Colombie : un juge suspend un projet carbone réalisé dans le dos de la communauté

Publié le 21 Septembre 2023

par Andrés Bermúdez Liévano (CLIP) le 19 septembre 2023

  • La justice colombienne a donné raison à un groupe d’indigènes qui avaient déposé un recours contre un projet de crédit carbone sur leur territoire.
  • Suite à leurs plaintes selon lesquelles l'initiative environnementale a été menée sans égard à la communauté, un juge a ordonné la suspension du projet et ses promoteurs doivent être tenus responsables des ressources qu'ils ont reçues.

Le 23 août, un juge de deuxième instance a ordonné la suspension d'un projet de crédits carbone dans le sud de la Colombie qui, selon un groupe d'indigènes, a été réalisé dans le dos de leur communauté. Avec cette décision, il confirme une décision similaire rendue par un juge de première instance rendu en juillet dernier et représente l'action la plus dure du système judiciaire colombien jusqu'à présent face à ce type d'initiatives environnementales.

Les projets Redd+ relient les communautés locales qui prennent soin des forêts stratégiques pour atténuer la crise climatique mondiale avec les entreprises qui achètent leurs crédits carbone pour compenser leur propre utilisation de combustibles fossiles. Chaque bonus ou crédit équivaut à une tonne de dioxyde de carbone – l’un des gaz à effet de serre à l’origine du changement climatique – qui ne s’élèverait plus dans l’atmosphère grâce à cet effort de conservation. Mais comme cette alliance journalistique enquête depuis deux ans, nombre de ces projets dans les territoires indigènes n'ont pas toujours été transparents, c'est pourquoi les membres de ces communautés se tournent vers la justice pour résoudre les conflits qu'ils ont générés, voire aggravés.

(Enregistrements d'étiquetage de formes)
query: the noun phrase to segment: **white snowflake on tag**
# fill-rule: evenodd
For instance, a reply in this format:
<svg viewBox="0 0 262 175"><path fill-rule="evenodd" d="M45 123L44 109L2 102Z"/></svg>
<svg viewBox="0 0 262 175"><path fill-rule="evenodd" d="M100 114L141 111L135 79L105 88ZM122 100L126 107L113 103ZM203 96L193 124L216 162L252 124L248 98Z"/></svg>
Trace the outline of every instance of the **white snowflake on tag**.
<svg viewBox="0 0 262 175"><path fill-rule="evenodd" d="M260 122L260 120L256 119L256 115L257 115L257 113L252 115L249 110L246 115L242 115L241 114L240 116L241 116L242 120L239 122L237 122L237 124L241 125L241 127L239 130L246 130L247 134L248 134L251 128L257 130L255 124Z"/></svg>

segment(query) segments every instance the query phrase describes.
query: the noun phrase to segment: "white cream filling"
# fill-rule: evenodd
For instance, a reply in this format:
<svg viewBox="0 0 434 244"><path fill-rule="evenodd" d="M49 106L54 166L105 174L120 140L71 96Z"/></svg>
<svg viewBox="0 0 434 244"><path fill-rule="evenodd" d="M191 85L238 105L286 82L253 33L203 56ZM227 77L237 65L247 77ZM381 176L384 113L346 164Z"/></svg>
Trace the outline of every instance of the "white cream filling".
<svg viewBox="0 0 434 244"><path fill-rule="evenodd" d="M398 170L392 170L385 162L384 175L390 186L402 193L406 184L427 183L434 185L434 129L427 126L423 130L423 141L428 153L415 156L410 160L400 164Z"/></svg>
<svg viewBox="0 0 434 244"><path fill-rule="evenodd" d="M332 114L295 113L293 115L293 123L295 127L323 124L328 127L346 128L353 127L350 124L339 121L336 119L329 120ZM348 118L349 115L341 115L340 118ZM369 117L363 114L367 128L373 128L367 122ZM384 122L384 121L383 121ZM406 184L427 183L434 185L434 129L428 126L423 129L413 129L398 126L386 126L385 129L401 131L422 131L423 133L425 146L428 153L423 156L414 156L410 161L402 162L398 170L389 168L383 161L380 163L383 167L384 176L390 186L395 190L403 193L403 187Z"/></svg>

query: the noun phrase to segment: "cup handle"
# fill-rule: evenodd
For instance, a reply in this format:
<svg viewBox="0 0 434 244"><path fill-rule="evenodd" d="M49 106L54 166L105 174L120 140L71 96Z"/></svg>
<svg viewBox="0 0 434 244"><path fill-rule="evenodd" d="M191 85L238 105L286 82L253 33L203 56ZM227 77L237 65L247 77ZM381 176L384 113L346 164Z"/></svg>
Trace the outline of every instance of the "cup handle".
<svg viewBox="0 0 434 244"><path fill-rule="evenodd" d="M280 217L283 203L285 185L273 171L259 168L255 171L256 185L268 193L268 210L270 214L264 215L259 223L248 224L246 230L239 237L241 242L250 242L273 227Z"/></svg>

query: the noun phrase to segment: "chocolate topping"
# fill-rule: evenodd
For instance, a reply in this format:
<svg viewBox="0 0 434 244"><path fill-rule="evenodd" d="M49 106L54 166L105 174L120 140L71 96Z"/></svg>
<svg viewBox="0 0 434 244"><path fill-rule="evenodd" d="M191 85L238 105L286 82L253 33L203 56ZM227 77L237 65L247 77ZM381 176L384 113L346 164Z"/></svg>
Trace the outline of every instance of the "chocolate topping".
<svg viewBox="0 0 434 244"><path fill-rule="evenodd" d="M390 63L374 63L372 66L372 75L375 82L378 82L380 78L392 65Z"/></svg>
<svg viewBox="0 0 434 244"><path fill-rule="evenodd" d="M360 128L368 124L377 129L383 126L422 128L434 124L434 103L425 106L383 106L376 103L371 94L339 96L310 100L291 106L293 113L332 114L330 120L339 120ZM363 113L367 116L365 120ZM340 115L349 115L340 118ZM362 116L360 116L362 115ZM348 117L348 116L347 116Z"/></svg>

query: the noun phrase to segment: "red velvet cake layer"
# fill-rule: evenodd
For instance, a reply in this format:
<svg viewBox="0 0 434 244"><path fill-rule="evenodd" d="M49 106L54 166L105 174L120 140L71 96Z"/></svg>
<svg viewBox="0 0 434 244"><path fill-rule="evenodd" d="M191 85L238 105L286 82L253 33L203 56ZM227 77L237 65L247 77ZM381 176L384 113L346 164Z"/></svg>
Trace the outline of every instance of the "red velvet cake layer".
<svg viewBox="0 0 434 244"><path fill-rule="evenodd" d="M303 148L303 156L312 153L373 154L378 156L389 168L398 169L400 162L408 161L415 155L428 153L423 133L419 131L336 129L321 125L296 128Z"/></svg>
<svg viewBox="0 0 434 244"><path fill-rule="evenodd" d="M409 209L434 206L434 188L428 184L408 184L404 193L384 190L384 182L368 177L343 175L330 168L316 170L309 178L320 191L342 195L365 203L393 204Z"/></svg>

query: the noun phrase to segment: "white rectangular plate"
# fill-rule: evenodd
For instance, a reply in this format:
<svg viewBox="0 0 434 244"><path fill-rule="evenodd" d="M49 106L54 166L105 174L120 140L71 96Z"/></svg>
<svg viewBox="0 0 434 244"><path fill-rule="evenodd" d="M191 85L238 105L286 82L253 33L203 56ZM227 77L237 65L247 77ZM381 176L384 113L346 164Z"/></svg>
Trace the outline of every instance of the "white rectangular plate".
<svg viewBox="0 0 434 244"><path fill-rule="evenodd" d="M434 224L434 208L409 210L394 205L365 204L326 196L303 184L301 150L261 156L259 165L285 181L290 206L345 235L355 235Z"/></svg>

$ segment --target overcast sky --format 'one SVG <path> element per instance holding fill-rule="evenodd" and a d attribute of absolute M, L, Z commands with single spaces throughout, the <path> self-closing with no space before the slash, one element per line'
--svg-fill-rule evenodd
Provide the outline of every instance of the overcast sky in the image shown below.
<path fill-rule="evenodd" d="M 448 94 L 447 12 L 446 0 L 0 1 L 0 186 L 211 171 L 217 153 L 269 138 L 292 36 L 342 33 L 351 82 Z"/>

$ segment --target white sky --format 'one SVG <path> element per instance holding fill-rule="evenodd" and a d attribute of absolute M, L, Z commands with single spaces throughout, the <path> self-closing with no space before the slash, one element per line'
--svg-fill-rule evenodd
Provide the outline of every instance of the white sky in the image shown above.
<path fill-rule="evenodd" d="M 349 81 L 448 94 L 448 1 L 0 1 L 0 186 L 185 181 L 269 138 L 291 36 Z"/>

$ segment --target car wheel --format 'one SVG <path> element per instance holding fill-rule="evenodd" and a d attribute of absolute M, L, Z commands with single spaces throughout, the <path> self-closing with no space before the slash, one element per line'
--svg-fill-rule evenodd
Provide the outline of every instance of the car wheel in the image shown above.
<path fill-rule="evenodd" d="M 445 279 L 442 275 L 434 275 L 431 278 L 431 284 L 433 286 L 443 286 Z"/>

▸ Objectif:
D'après le document sur le projet carbone en Colombie, à quelle date le juge de deuxième instance a-t-il ordonné la suspension du projet ? Appuyez-vous uniquement sur le document.

▸ Réponse:
Le 23 août.